- [Request] Could you give the lines of the records from the one containing "Annotation task — mark the stool" through the one containing "Target: stool seat", both included, as a JSON list of strings with one string per line and no blank lines?

[Start Material for this task]

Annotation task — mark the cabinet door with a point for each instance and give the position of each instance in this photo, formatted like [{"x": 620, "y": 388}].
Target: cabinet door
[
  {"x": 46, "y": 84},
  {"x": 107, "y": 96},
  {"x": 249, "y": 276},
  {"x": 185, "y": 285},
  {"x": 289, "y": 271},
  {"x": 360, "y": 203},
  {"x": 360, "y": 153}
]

[End Material for this task]
[Start Material for this task]

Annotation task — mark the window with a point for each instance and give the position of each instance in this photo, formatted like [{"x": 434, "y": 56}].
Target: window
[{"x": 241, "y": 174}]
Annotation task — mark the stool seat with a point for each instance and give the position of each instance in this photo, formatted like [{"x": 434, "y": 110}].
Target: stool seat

[End Material for this task]

- [Solved exercise]
[
  "Annotation task — mark the stool seat with a point for each instance and give the position of each instance in this photo, formatted like [{\"x\": 434, \"y\": 110}].",
  "Target: stool seat"
]